[INSTRUCTIONS TO FOLLOW] Extract every line below verbatim, keeping the original order and wording.

________________________

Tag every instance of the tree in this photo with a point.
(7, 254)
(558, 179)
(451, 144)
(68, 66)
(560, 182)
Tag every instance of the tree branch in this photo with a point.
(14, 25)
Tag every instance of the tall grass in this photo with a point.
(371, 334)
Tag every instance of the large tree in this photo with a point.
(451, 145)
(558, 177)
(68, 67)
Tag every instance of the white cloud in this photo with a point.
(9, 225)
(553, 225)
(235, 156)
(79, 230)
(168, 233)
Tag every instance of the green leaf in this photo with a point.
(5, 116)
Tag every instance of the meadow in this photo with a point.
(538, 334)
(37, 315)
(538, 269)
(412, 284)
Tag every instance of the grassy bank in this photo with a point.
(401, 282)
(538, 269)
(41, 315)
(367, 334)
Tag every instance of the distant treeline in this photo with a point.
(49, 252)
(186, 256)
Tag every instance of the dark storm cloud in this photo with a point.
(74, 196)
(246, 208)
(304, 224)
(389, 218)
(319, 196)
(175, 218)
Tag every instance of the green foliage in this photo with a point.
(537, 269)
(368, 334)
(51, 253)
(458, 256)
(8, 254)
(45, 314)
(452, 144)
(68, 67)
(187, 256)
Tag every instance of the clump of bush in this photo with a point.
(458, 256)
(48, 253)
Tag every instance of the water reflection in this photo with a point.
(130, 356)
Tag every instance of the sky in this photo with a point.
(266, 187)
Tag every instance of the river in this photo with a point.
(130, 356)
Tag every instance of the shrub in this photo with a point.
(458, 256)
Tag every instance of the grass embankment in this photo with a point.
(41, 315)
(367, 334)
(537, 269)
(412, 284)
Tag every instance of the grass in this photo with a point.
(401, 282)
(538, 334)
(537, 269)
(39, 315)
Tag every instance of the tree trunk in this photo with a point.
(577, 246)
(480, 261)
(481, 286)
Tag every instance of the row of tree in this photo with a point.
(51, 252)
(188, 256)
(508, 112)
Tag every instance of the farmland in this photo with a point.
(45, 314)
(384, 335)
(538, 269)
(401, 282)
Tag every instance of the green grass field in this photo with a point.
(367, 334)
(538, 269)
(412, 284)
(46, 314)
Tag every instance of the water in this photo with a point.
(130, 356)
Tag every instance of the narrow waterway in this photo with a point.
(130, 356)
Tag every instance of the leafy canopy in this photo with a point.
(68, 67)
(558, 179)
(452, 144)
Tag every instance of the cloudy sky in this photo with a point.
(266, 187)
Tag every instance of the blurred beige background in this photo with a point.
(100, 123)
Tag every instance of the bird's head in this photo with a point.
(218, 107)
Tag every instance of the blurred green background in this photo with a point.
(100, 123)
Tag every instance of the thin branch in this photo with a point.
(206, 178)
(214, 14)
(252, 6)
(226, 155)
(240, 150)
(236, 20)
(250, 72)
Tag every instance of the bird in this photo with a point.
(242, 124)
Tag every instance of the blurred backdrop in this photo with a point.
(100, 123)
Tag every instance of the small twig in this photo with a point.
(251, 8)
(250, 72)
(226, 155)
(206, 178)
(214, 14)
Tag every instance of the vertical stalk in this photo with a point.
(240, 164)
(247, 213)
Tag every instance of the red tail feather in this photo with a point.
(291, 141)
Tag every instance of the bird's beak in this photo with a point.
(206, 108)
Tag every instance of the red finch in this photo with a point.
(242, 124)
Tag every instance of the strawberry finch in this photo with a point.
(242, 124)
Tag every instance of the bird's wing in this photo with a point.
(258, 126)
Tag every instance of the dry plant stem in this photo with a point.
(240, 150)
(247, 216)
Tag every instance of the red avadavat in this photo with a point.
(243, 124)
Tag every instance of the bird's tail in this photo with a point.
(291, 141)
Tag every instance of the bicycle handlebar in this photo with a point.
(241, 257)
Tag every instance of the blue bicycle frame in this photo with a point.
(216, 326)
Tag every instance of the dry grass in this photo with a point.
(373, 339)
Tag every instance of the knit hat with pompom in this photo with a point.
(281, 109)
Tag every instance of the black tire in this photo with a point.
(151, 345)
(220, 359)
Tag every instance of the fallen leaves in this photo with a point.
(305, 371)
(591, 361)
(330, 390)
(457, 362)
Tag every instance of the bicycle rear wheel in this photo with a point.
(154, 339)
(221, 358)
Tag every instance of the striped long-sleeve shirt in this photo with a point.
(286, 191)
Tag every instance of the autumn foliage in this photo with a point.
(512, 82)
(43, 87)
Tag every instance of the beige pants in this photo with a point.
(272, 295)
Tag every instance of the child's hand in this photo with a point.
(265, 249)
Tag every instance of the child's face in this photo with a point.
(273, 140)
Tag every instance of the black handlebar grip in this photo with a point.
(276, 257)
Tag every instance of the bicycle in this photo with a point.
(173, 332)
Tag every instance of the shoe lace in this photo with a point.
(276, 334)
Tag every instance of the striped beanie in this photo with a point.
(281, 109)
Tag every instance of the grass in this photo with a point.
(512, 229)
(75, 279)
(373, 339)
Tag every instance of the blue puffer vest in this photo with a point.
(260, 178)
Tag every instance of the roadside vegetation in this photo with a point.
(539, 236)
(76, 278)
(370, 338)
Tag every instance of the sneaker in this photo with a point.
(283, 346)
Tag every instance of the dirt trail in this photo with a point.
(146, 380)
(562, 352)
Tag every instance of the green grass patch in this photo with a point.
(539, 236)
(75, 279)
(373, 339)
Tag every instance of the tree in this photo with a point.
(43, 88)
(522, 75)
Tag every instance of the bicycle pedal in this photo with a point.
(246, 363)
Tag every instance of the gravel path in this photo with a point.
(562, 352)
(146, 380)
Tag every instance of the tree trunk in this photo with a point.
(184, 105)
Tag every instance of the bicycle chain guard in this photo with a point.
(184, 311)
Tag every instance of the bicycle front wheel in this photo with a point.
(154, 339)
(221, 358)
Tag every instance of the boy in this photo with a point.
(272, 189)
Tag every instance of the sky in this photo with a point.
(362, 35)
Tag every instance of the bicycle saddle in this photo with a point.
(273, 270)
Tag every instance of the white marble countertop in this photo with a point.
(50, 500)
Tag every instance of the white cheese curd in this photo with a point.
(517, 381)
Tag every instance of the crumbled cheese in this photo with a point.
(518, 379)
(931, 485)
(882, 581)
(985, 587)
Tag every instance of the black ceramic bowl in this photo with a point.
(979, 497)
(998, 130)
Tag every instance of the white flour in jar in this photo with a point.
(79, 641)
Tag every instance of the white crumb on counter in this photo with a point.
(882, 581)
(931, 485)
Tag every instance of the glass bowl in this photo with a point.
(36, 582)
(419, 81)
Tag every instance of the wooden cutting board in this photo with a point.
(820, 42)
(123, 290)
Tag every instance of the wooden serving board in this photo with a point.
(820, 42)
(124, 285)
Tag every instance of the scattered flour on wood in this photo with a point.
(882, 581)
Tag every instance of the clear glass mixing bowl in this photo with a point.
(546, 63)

________________________

[ANSWER BELOW]
Tag every instance of the tree in this photo with a point.
(7, 254)
(558, 179)
(451, 144)
(68, 66)
(560, 182)
Tag every instance of the tree branch in this photo with a point.
(14, 25)
Tag every instance of the tall grass in this photo with a point.
(371, 334)
Tag every instance of the large tree in this photo with a point.
(451, 145)
(558, 177)
(68, 67)
Tag every instance of the white cloud in this photo with a point.
(9, 225)
(553, 225)
(235, 156)
(79, 230)
(168, 233)
Tag every instance of the green leaf in this photo with a point.
(5, 116)
Tag every instance of the meadow in this photo with a point.
(538, 334)
(37, 315)
(538, 269)
(412, 284)
Tag every instance of the grassy bank in this photo with a point.
(401, 282)
(538, 269)
(41, 315)
(367, 334)
Tag every instance of the distant treeline in this photo with a point.
(49, 252)
(186, 256)
Tag every instance of the dark storm cloud in this photo with a point.
(74, 196)
(246, 208)
(304, 224)
(389, 218)
(319, 196)
(175, 218)
Tag every instance of the green foliage in this photo with a point.
(537, 269)
(368, 334)
(51, 253)
(458, 256)
(8, 254)
(45, 314)
(452, 144)
(68, 67)
(187, 256)
Tag every instance of the clump of bush in this photo with a point.
(458, 256)
(48, 253)
Tag every instance of the water reflection in this photo with a point.
(130, 356)
Tag every instance of the sky in this photo with a point.
(266, 187)
Tag every instance of the river in this photo with a point.
(130, 356)
Tag every instance of the shrub in this photo with a point.
(458, 256)
Tag every instance of the grass embankment in this photo with a point.
(41, 315)
(367, 334)
(537, 269)
(412, 284)
Tag every instance of the grass in this photo with a point.
(401, 282)
(538, 334)
(537, 269)
(39, 315)
Tag every instance of the tree trunk in this photo with a point.
(577, 246)
(480, 261)
(481, 286)
Tag every instance of the row of tree in this photo with a point.
(51, 252)
(188, 256)
(508, 112)
Tag every instance of the farmland in this photo with a point.
(45, 314)
(384, 335)
(538, 269)
(401, 282)
Tag every instance of the green grass field in this photo with a point.
(367, 334)
(538, 269)
(412, 284)
(46, 314)
Tag every instance of the water in this photo with a point.
(130, 356)
Tag every instance of the narrow waterway in this photo with a point.
(130, 356)
Tag every instance of the leafy canopy in this photo with a point.
(68, 67)
(558, 179)
(452, 144)
Tag every instance of the cloudy sky in this photo with a point.
(266, 187)
Tag every instance of the blurred beige background in this photo with a point.
(100, 123)
Tag every instance of the bird's head in this photo with a point.
(218, 107)
Tag every instance of the blurred green background in this photo with a point.
(100, 123)
Tag every instance of the thin branch in this photo with a point.
(206, 178)
(214, 14)
(252, 6)
(226, 155)
(240, 150)
(236, 20)
(250, 72)
Tag every instance of the bird in this photo with a point.
(242, 124)
Tag every instance of the blurred backdrop in this photo with a point.
(100, 123)
Tag every instance of the small twig in this photo with a point.
(251, 8)
(250, 72)
(226, 155)
(206, 178)
(214, 14)
Tag every instance of the vertical stalk in this photo with a point.
(240, 164)
(247, 213)
Tag every instance of the red tail feather in this photo with a point.
(291, 141)
Tag every instance of the bird's beak in this photo with a point.
(206, 108)
Tag every instance of the red finch in this photo with a point.
(242, 124)
Tag every instance of the strawberry finch in this photo with a point.
(242, 124)
Tag every instance of the bird's wing in this photo with a point.
(258, 126)
Tag every instance of the dry plant stem in this photo with a point.
(240, 150)
(247, 216)
Tag every instance of the red avadavat in this photo with a point.
(243, 124)
Tag every instance of the bird's tail in this photo with a point.
(291, 141)
Tag every instance of the bicycle handlebar in this photo with a point.
(241, 257)
Tag every instance of the blue bicycle frame in this photo with a point.
(216, 326)
Tag every instance of the dry grass in this photo with a point.
(373, 339)
Tag every instance of the knit hat with pompom in this photo with a point.
(281, 109)
Tag every instance of the black tire in this photo with a point.
(151, 345)
(220, 359)
Tag every instance of the fallen leaves in this photo with a point.
(305, 371)
(591, 361)
(330, 390)
(457, 362)
Tag every instance of the bicycle rear wheel in this photo with a point.
(154, 339)
(221, 358)
Tag every instance of the striped long-sleeve shirt in this photo with a point.
(286, 191)
Tag every instance of the autumn foliage in this photo with a point.
(512, 82)
(43, 87)
Tag every instance of the beige pants in this photo with a point.
(272, 295)
Tag every instance of the child's hand in this photo with a point.
(265, 249)
Tag every instance of the child's face in this photo with a point.
(273, 140)
Tag every instance of the black handlebar grip in this photo with a point.
(276, 257)
Tag every instance of the bicycle in this photo with a point.
(173, 332)
Tag every instance of the shoe lace in this photo with a point.
(276, 334)
Tag every instance of the striped beanie in this photo with a point.
(281, 109)
Tag every instance of the grass in this photo with a point.
(512, 229)
(75, 279)
(373, 339)
Tag every instance of the blue puffer vest in this photo with a point.
(260, 178)
Tag every instance of the roadside vegetation in this photo with a point.
(539, 236)
(76, 278)
(370, 338)
Tag every instance of the sneaker in this photo with a point.
(283, 346)
Tag every instance of the dirt trail in this photo with a point.
(146, 380)
(562, 352)
Tag every instance of the green grass patch in this photo with a point.
(539, 236)
(75, 279)
(373, 339)
Tag every instance of the tree in this photo with a point.
(43, 88)
(522, 75)
Tag every instance of the bicycle pedal in this photo with a point.
(246, 363)
Tag every instance of the gravel path in this photo with a point.
(562, 352)
(146, 380)
Tag every instance of the tree trunk in this photo with a point.
(184, 105)
Tag every instance of the bicycle chain guard in this photo with a point.
(184, 311)
Tag every instance of the bicycle front wheel in this photo with a point.
(154, 339)
(221, 358)
Tag every instance of the boy in this photo with a point.
(272, 189)
Tag every instance of the sky in this photo with a point.
(362, 35)
Tag every instance of the bicycle saddle in this photo with a point.
(273, 270)
Tag every instance of the white marble countertop in this photo with a point.
(50, 500)
Tag every instance of the white cheese curd in this photo with a point.
(517, 381)
Tag every instance of the crumbled cheese in this photo with a point.
(518, 379)
(931, 485)
(882, 581)
(985, 587)
Tag every instance of the black ceramic bowl in this photo with a point.
(979, 497)
(998, 130)
Tag every instance of the white flour in jar in this photo with a point.
(79, 641)
Tag every instance of the white crumb on counter in this photo with a point.
(882, 581)
(931, 485)
Tag every instance of the glass bowl in this photo with a point.
(36, 582)
(419, 81)
Tag every instance of the wooden cutting board in this photo with a point.
(820, 42)
(123, 290)
Tag every instance of the wooden serving board in this photo with a point.
(820, 42)
(124, 285)
Tag every instance of the scattered flour on wood in this photo with a point.
(882, 581)
Tag every instance of the clear glass mixing bowl in this photo with a point.
(546, 63)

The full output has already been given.